Extracted data entries.
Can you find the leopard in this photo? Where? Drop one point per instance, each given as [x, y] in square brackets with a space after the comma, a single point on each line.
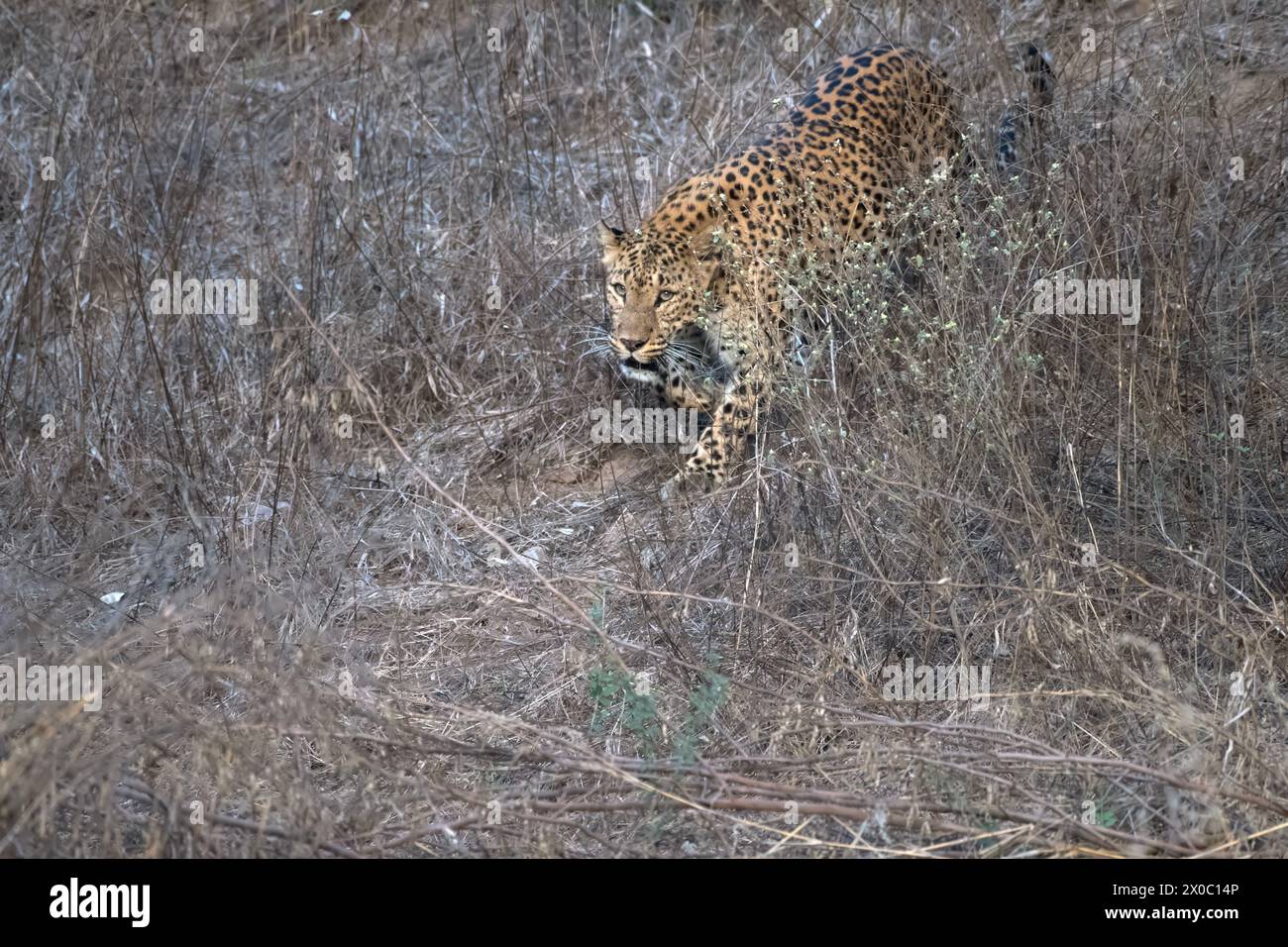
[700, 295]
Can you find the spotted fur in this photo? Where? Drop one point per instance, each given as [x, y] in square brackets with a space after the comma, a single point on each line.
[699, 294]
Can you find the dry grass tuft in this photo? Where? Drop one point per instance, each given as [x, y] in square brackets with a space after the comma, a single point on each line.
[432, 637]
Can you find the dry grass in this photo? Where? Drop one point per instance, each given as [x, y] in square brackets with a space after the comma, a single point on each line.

Exercise objective.
All of the data needs repeating exactly, but the pictures do not.

Solution for this task.
Can you find the leopard in this photo? Where? Drop one point per instance, each given as [x, y] in square brackets with a space after the comma, a single point on each line.
[700, 295]
Can you find the spotted fur in this photo? Where? Drop one point per instance, each given as [x, y] in square brackets with a space after the comma, a single point on each line.
[699, 294]
Can you find the dry grass tuft in this photo? Where? Drop one point per instance, each given as [x, y] in square brackets with a space after the comma, a single point on each line.
[432, 637]
Can you find the dry grass in this photo? Where? Drop one point per instance, each given as [x, y] in square brackets with a space after the comma, a single point on each line.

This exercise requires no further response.